=== What to work on ===
1. List the steps Maurizio gives in the email thread on Sage and Spyder for getting Spyder to use the Sage console as its interpreter.
2. Pick up the email thread on Sage and Spyder after its final sentence and write on from there.

=== Excerpted passage ===
= = = = = = =
On Wed, Jul 14, 2010 at 9:42 AM, Maurizio <maurizio.gran...@gmail.com> wrote:
> Hi
>
>>
>> Very interesting.
>>
>> 1. How does the speed of the Sage notebook running locally on your
>> computer compare to Spyder locally on your computer?
>>
>
> I don't think they can be comparable, doing so different functions...
> Anyway I always use notebook from a server in the local network (which
> is anyway pretty fast). And I still fear that my python installation
> in the windows virtual machine is somehow broken because the ipython
> console is much slower than the plain python console. By the way, some
> time ago we managed to run spyder letting it use the sage console as
> interpreter, which was kind of fun, but never used it extensively.
> Basically what we did was to install spyder on the server hosting
> SAGE, and then running Spyder logging on that machine from our
> workstation and exporting the display. That has been a very
> interesting experiments, but later I had little occasion to use it,
> and the notebook is still more comfortable for touch and go.
>
>> 2. Are the plotting issues you mention the result of Spyder embedding
>> static png images (like the sage notebook does) or something more
>> subtle.  The sage notebook might switch to HTML5 canvas rendering
>> soon....  I say might, because after having tried it a bunch, I'm
>> seriously concerned that HTML5 canvas matplotlib is slow --
>> surprisingly, maybe much slower than using png's and image maps, which
>> we should have at least enabled long ago.
= = = = = = =
=== Information supplied ===

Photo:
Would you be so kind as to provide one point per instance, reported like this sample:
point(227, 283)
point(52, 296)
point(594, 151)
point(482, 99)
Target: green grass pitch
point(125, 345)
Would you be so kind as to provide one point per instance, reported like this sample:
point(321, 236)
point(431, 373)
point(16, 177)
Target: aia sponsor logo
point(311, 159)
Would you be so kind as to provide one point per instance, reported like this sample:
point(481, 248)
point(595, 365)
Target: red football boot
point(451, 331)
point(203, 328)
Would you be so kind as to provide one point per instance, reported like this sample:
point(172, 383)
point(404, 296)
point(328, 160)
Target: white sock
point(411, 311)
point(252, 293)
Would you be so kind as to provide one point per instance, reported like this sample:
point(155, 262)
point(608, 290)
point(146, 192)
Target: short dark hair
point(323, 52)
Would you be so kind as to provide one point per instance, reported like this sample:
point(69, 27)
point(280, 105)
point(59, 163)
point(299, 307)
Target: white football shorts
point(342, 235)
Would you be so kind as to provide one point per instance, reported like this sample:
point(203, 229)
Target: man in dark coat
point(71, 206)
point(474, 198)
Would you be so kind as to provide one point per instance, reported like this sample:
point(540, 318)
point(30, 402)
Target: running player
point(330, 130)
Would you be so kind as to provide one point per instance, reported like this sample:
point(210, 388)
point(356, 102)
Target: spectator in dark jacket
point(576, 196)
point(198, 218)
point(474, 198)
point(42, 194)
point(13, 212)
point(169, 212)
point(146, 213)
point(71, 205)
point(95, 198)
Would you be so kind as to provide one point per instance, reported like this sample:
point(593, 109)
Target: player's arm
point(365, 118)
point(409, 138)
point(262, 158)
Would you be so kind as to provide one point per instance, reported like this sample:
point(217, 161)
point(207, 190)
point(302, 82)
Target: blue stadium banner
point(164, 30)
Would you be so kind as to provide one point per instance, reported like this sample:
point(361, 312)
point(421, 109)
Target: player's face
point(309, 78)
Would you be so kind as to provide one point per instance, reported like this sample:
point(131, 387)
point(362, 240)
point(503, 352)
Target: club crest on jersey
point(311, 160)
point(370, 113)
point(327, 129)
= = = = = = =
=== Answers in order ===
1.
1. Install Spyder on the server that hosts Sage.
2. Run Spyder by logging on to that server from the workstation.
3. Export the display.

2.
>>
>
> Yes, they embed static png images with image maps (if I understand
> what you refer to), which is standard matplotlib output nicely put
> inside a Spyder subwindow. The problem is that I strongly dislike this
> output form, I consider it like a fake form of interaction. Some time
> ago, we were considering to spend a little amount of time in writing a
> HTML5 canvas for matplotlib, but we stopped because of (apart not
> knowing how to interface with a server) doubts about matplotlib
> structure.

As of matplotlib-1.0, there is now an HTML5 canvas for matplotlib.  I
played around with it a bunch on Sunday. It'll be in Sage soon enough.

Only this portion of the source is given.